* _Data_
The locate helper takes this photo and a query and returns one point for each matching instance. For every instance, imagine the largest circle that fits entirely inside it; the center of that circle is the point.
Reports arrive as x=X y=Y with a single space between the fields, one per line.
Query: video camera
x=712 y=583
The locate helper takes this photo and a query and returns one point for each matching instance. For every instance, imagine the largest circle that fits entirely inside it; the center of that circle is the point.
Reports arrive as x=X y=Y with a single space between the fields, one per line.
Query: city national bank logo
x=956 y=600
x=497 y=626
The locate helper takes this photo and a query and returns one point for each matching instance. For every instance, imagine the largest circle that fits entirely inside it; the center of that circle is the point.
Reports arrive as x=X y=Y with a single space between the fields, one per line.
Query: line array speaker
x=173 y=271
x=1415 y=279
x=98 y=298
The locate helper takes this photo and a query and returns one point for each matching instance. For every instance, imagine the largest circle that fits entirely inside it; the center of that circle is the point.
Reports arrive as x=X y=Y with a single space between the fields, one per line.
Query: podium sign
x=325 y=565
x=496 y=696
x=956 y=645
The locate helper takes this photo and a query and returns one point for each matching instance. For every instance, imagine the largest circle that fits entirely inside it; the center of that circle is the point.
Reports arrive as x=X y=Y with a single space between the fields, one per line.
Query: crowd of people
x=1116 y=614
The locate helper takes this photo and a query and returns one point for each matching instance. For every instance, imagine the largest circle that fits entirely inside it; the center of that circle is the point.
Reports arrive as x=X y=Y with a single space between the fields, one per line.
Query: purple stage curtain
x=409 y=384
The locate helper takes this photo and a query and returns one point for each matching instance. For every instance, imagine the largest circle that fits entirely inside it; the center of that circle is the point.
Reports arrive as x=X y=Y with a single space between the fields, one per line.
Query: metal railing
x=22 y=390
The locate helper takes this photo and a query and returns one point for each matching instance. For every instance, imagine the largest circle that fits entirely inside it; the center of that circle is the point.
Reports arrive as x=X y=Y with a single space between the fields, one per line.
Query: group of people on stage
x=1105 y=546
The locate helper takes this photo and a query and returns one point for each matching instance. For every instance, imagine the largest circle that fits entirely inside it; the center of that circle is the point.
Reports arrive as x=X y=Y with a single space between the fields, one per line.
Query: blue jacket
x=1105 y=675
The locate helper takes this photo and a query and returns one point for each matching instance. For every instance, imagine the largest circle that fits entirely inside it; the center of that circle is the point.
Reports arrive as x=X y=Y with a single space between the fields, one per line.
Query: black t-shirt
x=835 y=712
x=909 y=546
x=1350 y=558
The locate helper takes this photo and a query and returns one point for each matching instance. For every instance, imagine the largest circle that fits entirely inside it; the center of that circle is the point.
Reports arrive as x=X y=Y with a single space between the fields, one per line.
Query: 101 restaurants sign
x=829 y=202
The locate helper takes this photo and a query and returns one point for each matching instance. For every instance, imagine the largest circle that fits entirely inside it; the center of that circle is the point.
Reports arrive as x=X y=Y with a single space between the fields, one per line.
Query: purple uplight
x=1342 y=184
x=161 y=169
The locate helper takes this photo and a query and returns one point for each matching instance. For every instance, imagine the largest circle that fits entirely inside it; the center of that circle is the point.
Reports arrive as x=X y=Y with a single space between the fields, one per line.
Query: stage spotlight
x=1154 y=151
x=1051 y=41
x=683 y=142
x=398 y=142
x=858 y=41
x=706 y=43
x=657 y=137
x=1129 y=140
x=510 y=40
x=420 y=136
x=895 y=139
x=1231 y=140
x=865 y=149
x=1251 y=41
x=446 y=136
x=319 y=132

* _Your objective_
Copy the data above exactly. Every line must be included.

* _Result of this exercise_
The locate helper takes this photo and a query and returns one point for each matching instance. For every instance, imagine the largest circle that fits entirely inside it; the center of that circle is the point.
Reports arrive as x=X y=Y with a single space between the fields, one per line.
Query: video camera
x=712 y=583
The locate helper takes this photo and a query and returns one point for each matching instance. For every instance, imagine the largest circle that fits entirely inside it; the center of that circle is the point.
Reports arrive as x=X y=Y with a single space between the fields, one per line.
Query: city national bank logo
x=956 y=600
x=497 y=626
The locate helper takes this photo and a query and returns one point for each matching instance. For every instance, imagine the largest circle that fits entirely inside it; the center of that circle is the point.
Reports arrive as x=X y=Y with a single space between the fields, one per line.
Query: line array speaker
x=173 y=271
x=1415 y=279
x=98 y=298
The locate helper takes this photo and a query and returns one point for each matching instance. For every instance, imagine the largest circle that fits entirely inside it; the center of that circle is the point.
Reports arrive as x=X y=Y with a single space between the fields, one per line.
Query: podium sign
x=325 y=565
x=496 y=696
x=956 y=645
The locate helper takes this photo and a query and returns one point for each matching instance. For every instance, imagine the largest circle that fits entirely inside it; the center of that circle is the point.
Reports arrive as x=X y=Y with a single space between the fields, one per line.
Query: crowd of people
x=1116 y=614
The locate helper takes this photo and a query and returns one point for each matching instance. For every instance, imagine the largest circle that fits entirely inside it; the center of that circle is the point.
Reports arrive as x=X y=Y with a single space between the fields, one per line.
Query: purple stage curtain
x=409 y=384
The locate helper takes this photo and a query and returns one point for each matching instance. For every instance, imagine the largest circle that fits entirely inside it; the center of that circle is the point.
Reports arrive as x=X y=Y with a single space between the fields, one per line.
Query: metal railing
x=22 y=390
The locate helper takes this photo and a query and returns one point for each matching instance. For every instance, imagine the largest circle that fits entirely inside it; the center of that circle is the point.
Reports arrive as x=X y=Y with a single space between the fields, one per line.
Query: group of people on stage
x=1105 y=546
The locate helper takes this photo and a query and returns one point for each matching instance. For every instance, imagine the largest circle that fits entirely inside it; the center of that circle is the point.
Reports arrive as x=X y=Y with a single space between the fields, one per line.
Query: blue jacket
x=1105 y=675
The locate helper takes this photo and a query and returns one point for each matching instance. For every instance, imagine the largest circle that fits entirely inside it; the center of that circle is the point.
Reports arrive as x=X y=Y with a single space between the fields, one per line.
Query: black t-shirt
x=835 y=712
x=909 y=546
x=1350 y=558
The locate helper takes this photo and a query and returns one point for each matching instance. For every instance, imagine the largest circle that fits entirely inside it; the center of that circle is the point.
Reports arrive as x=X y=Y with a single space between the fields, one per line.
Query: 101 restaurants sign
x=829 y=202
The locate helper takes this photo and a query and returns one point for each matching instance. For every instance, imagine the largest circle that fits entirely inside it; the center of that circle is the point.
Reports arrive as x=X y=Y with a single space between the fields, one per line.
Query: purple uplight
x=1342 y=184
x=161 y=169
The locate helper takes this photo and a query and returns one point for each matching instance. For every instance, imagine the largest circle that fits entirely inside it; the center of that circle is the point.
Reports arrive as x=X y=Y with a single space between the fields, one per line.
Query: stage spotlight
x=1154 y=151
x=1051 y=41
x=683 y=142
x=398 y=142
x=858 y=41
x=706 y=43
x=657 y=137
x=1129 y=140
x=510 y=40
x=420 y=136
x=895 y=139
x=1231 y=140
x=865 y=149
x=1251 y=41
x=446 y=136
x=319 y=132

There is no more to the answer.